◆ Task brief
Collect each line of the records below that contains the word "side".

--- BEGIN ---

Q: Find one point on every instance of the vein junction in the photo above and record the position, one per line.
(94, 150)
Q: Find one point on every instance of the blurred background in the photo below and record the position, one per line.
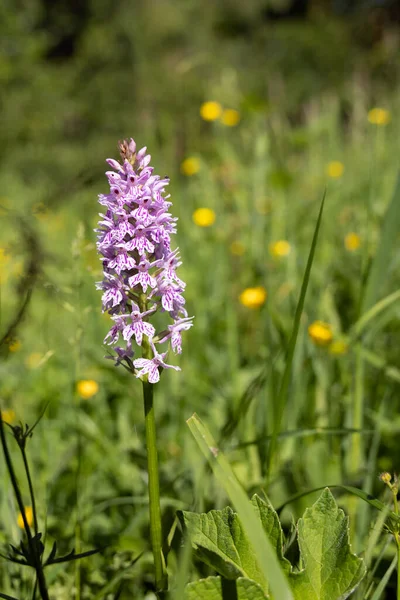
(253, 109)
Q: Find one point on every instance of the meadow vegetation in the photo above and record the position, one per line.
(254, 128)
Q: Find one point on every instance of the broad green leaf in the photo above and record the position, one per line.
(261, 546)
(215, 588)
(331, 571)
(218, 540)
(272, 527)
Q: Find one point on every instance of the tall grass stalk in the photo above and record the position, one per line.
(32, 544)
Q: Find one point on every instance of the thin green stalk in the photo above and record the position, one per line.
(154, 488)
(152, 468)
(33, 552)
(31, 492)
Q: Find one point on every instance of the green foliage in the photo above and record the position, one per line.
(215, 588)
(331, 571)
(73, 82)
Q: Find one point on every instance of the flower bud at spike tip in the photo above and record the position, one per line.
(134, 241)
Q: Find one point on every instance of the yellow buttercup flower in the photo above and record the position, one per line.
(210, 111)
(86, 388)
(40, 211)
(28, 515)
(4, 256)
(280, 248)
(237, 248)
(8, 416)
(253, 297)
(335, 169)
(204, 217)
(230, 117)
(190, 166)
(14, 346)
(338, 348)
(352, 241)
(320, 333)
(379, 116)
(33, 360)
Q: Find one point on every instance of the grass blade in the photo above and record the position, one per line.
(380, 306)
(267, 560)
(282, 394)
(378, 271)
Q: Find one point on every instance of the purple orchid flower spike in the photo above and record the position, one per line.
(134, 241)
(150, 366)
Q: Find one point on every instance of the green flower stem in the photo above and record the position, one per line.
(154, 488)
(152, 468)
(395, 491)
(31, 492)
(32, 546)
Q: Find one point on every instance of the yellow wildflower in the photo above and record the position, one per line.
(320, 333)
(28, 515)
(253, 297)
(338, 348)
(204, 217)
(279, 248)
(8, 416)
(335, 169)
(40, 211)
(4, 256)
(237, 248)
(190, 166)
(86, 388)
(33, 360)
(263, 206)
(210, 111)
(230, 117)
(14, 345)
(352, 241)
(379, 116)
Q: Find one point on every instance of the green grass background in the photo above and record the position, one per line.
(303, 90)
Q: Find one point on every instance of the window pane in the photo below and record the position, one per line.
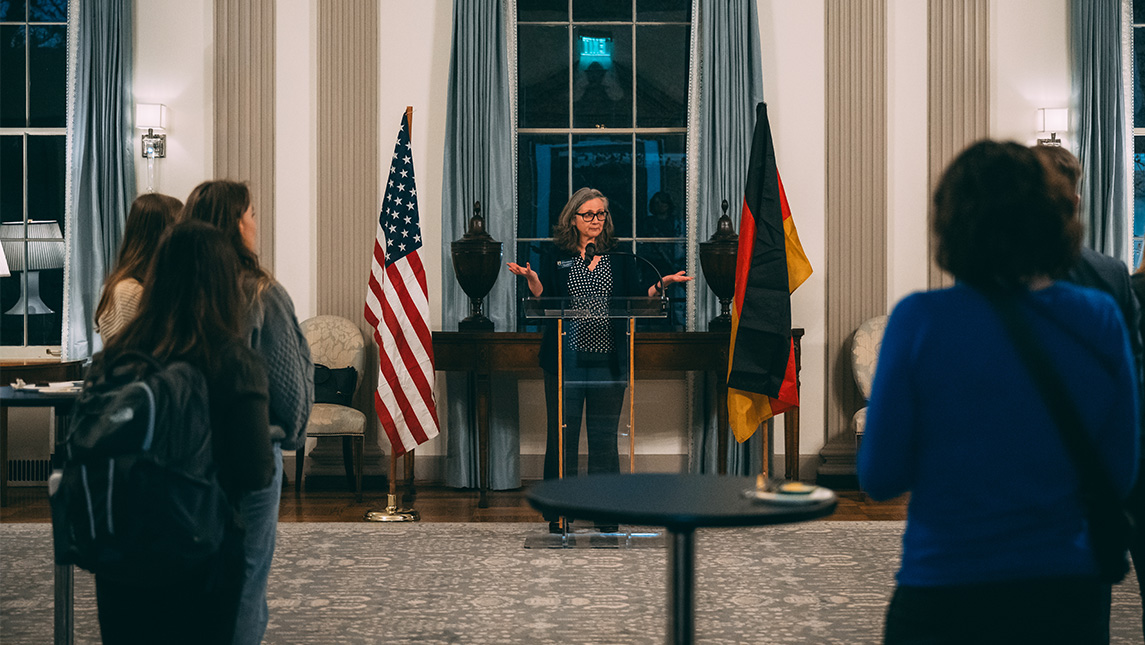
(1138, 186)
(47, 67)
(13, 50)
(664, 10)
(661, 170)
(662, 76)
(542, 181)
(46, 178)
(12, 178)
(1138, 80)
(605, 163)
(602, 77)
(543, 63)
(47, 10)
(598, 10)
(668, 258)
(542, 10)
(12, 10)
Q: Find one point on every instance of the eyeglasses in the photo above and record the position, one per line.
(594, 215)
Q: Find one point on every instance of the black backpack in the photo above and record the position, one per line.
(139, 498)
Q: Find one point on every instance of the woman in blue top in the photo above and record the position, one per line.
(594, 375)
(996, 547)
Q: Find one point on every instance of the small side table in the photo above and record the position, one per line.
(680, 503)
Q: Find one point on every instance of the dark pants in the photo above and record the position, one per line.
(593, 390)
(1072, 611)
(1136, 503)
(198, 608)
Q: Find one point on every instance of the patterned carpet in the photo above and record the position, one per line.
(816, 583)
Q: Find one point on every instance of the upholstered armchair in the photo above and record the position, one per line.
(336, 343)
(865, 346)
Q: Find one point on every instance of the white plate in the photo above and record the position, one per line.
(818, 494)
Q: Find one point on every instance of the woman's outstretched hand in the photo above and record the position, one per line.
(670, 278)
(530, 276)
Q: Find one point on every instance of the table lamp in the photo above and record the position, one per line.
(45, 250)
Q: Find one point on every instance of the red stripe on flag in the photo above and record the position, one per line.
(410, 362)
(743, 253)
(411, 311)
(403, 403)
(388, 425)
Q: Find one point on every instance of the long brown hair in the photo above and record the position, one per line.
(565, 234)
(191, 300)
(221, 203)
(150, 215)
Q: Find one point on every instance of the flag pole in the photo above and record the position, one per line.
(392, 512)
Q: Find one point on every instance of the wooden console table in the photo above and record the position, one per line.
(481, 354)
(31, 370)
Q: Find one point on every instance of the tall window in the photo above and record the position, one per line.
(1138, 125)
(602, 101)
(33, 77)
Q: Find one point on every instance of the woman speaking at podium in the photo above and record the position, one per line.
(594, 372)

--- END ---
--- BEGIN ---

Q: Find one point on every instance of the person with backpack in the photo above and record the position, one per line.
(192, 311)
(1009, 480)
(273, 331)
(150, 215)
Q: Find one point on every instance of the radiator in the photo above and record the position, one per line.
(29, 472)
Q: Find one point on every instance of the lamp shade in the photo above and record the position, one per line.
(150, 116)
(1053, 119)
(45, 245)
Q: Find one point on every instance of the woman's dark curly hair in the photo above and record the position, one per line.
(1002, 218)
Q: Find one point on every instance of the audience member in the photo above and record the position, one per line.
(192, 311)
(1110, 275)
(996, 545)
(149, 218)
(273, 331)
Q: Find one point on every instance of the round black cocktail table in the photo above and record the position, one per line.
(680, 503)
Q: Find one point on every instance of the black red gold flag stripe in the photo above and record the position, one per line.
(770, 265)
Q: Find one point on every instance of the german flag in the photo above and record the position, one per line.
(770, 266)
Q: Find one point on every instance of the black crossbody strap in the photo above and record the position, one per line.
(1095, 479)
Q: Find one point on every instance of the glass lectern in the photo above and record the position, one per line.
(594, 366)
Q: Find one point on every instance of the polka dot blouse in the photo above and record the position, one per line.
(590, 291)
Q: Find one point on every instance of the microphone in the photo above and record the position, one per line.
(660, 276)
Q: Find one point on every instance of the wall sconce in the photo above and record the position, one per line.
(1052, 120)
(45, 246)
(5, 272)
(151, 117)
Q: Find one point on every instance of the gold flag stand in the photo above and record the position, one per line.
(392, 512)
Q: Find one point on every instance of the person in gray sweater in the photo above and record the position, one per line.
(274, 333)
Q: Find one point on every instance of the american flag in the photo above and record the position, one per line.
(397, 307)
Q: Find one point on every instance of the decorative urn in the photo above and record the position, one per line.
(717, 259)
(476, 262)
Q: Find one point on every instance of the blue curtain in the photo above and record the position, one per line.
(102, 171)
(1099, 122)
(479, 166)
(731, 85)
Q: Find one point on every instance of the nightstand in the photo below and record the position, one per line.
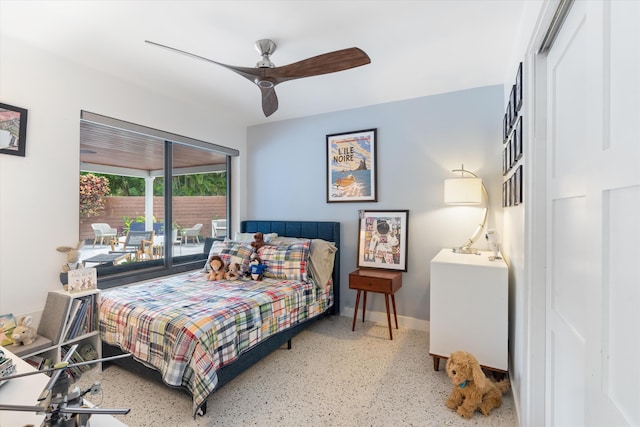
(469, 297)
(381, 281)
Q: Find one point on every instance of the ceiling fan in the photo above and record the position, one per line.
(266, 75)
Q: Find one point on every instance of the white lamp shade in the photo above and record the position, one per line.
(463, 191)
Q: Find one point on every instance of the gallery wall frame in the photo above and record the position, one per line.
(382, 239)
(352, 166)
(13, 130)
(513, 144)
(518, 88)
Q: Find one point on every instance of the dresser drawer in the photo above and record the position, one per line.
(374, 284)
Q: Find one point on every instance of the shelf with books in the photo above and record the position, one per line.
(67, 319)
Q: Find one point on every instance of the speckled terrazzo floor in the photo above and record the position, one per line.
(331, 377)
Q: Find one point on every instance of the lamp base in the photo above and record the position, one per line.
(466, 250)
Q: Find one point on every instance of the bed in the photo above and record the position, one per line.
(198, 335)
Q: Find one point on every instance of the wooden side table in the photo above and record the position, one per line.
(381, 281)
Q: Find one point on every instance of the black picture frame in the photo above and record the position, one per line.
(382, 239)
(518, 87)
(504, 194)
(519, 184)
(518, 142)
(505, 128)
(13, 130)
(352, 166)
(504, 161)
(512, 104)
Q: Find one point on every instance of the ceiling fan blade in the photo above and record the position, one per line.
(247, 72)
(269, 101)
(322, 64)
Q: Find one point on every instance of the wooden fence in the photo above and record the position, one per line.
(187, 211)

--- END ---

◆ Task response
Q: Find one point on every instance of the small side table in the photo above and record the position, one per line.
Q: Find one point on every instance of the wooden side table in the photo above and record the position, one per line.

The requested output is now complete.